→ **Отрывок страницы**:

Что же, в этом суждении сказывается только духовная близость людей одного поколения, людей одного лагеря? Конечно, может быть, в этом горячее преувеличение, конечно, не гениальнейший, конечно, не величайший. Русская литература числит в своих рядах несколько гениальных поэтов, которые, конечно, не уступят Некрасову, но, за исключением этого горячего преувеличения, все остальное верно.
Когда перечитываешь Некрасова вот теперь, зрелым человеком, видавшим виды, читавшим почти всех великих поэтов мира, то недоумеваешь, как могут люди продолжать говорить о каком-то слабом поэтическом даре, о каком-то несовершенстве формы.
Некрасов гражданский поэт, но это гражданский поэт, в том-то и вся сила. Слабые поэты с сильным гражданским чувством заслуживают уважения, но редко приносят пользу. Прежде всего искусство должно быть искусством, то есть должно, по слову Льва Толстого, заражать душевным переживанием художника, зажигать нашу душу духовным его пламенем7. Для этого нужны две вещи. Нужно прежде всего, чтобы в душе художника горело это пламя, чтобы его переживание было выше наших переживаний, чтобы это был великий человек; человек не великий не может быть великим поэтом потому, что заражать нечем, и на века прав апостол Павел, сказавши, что без любви все языки человеческие — кимвалы бряцающие. И заметьте, когда я говорю, что поэт должен быть великим человеком, я не хочу этим сказать, что он должен быть таким в своей частной жизни.
«Пока не требует поэта к священной жертве Аполлон, в заботы суетного света он малодушно погружен»8.
Мало того: «Из всех детей презренных мира, быть может, всех презренней он».
Потому, что таков он как обыватель, как Иван Иванович, как Александр Сергеевич, как Николай Алексеевич. А что это такое — тот момент, когда «до слуха чуткого коснется божественный глагол»? Что такое этот божественный глагол? Это — социальность. Поэт, когда он творит, перестает быть Николаем Алексеевичем, он становится глашатаем огромных массовых человеческих дум, ощущений и эмоций. Поэт, когда он творит, знает, что он говорит для сотен тысяч, может быть, для миллионов, что он трибун, что он перед лицом сограждан и, может быть, вечности. И вот тут-то побеждает в нем его социальная личность. Он перерождается, только лучший, только чистый металл звучит теперь в колоколе его души.

→ **Поставленная цель 1**:
Можете отредактировать все строки с разметкой, приведенные ниже, заменив «utility pole» на «street lamp» и больше ничего не меняя? Картинки в ответ не включайте.
Текст выше никак не связан со строками, которые идут дальше.

Записи с разметкой областей
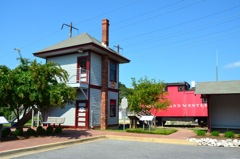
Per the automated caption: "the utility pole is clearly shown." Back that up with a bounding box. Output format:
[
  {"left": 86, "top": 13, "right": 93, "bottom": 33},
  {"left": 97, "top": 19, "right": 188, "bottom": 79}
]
[
  {"left": 61, "top": 22, "right": 78, "bottom": 38},
  {"left": 114, "top": 45, "right": 123, "bottom": 53},
  {"left": 216, "top": 50, "right": 218, "bottom": 81},
  {"left": 14, "top": 48, "right": 22, "bottom": 58}
]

→ **Поставленная цель 2**:
Можете дословно привести заново отрывок статьи о Некрасове между «Что же, в этом» и «все остальное верно.», включительно?

→ **Полный ответ 1**:
Per the automated caption: "the street lamp is clearly shown." Back that up with a bounding box. Output format:
[
  {"left": 86, "top": 13, "right": 93, "bottom": 33},
  {"left": 97, "top": 19, "right": 188, "bottom": 79}
]
[
  {"left": 61, "top": 22, "right": 78, "bottom": 38},
  {"left": 114, "top": 45, "right": 123, "bottom": 53},
  {"left": 216, "top": 50, "right": 218, "bottom": 81},
  {"left": 14, "top": 48, "right": 22, "bottom": 58}
]

→ **Полный ответ 2**:
Что же, в этом суждении сказывается только духовная близость людей одного поколения, людей одного лагеря? Конечно, может быть, в этом горячее преувеличение, конечно, не гениальнейший, конечно, не величайший. Русская литература числит в своих рядах несколько гениальных поэтов, которые, конечно, не уступят Некрасову, но, за исключением этого горячего преувеличения, все остальное верно.